_TEXTE DE RÉFÉRENCE_.
╭──

Vu le consensus général, la mémoire collective et en même temps l’indifférence générale qui règne durant la période allant de 1946 à 1960 à propos du Viêt-nam, nous observons que l’opinion publique, les médias, les lobbies et les think thanks ne jouent pas ou peu dans la prise de décision. Cette situation entraîne certaines conséquences non négligeables dans le processus décisionnel. En effet, la rétroaction se fait uniquement au niveau de l’équipe décisionnelle et de la bureaucratie. Quant à la politique de propagande, celle-ci est partiellement absente.

╰──

_DONNÉES_.

╭──

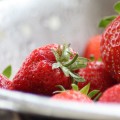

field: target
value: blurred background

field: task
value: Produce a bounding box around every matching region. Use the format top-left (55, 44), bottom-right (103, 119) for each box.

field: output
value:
top-left (0, 0), bottom-right (117, 76)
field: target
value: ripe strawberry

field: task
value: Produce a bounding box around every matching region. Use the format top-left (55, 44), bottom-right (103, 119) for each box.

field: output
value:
top-left (83, 35), bottom-right (101, 60)
top-left (13, 44), bottom-right (87, 95)
top-left (99, 84), bottom-right (120, 103)
top-left (100, 2), bottom-right (120, 83)
top-left (78, 61), bottom-right (114, 92)
top-left (52, 83), bottom-right (101, 103)
top-left (100, 16), bottom-right (120, 82)
top-left (0, 74), bottom-right (12, 90)
top-left (52, 90), bottom-right (92, 103)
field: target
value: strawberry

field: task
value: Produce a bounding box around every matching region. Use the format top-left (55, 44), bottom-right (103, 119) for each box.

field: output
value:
top-left (13, 44), bottom-right (87, 95)
top-left (0, 74), bottom-right (13, 90)
top-left (78, 61), bottom-right (115, 92)
top-left (100, 2), bottom-right (120, 83)
top-left (52, 83), bottom-right (101, 103)
top-left (83, 35), bottom-right (101, 60)
top-left (99, 84), bottom-right (120, 103)
top-left (100, 16), bottom-right (120, 82)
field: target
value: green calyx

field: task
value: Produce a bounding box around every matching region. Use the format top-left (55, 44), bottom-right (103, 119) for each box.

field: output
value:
top-left (52, 44), bottom-right (88, 82)
top-left (98, 1), bottom-right (120, 28)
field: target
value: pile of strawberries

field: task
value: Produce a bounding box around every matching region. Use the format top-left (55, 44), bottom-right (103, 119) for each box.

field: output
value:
top-left (0, 2), bottom-right (120, 103)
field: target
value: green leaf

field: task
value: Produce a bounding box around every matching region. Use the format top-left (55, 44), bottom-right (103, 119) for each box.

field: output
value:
top-left (2, 65), bottom-right (12, 78)
top-left (98, 16), bottom-right (116, 28)
top-left (94, 92), bottom-right (102, 101)
top-left (80, 83), bottom-right (90, 95)
top-left (52, 49), bottom-right (60, 62)
top-left (69, 57), bottom-right (88, 71)
top-left (60, 66), bottom-right (70, 77)
top-left (64, 54), bottom-right (78, 67)
top-left (114, 1), bottom-right (120, 14)
top-left (88, 90), bottom-right (100, 98)
top-left (71, 84), bottom-right (79, 91)
top-left (69, 71), bottom-right (85, 82)
top-left (52, 62), bottom-right (61, 69)
top-left (60, 44), bottom-right (70, 62)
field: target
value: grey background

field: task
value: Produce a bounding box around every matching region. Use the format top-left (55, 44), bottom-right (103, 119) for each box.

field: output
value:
top-left (0, 0), bottom-right (117, 76)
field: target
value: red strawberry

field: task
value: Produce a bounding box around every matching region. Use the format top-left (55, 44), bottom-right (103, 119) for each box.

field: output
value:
top-left (99, 84), bottom-right (120, 103)
top-left (83, 35), bottom-right (101, 60)
top-left (100, 16), bottom-right (120, 82)
top-left (0, 74), bottom-right (12, 90)
top-left (52, 83), bottom-right (101, 103)
top-left (78, 61), bottom-right (114, 92)
top-left (52, 90), bottom-right (92, 103)
top-left (13, 44), bottom-right (87, 95)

╰──

Selon le texte de référence, à quel niveau la rétroaction s'effectue-t-elle dans le processus décisionnel relatif au Viêt-nam entre 1946 et 1960 ? Les enregistrements n'interviennent en rien dans ce travail.

Elle se fait uniquement au niveau de l'équipe décisionnelle et de la bureaucratie.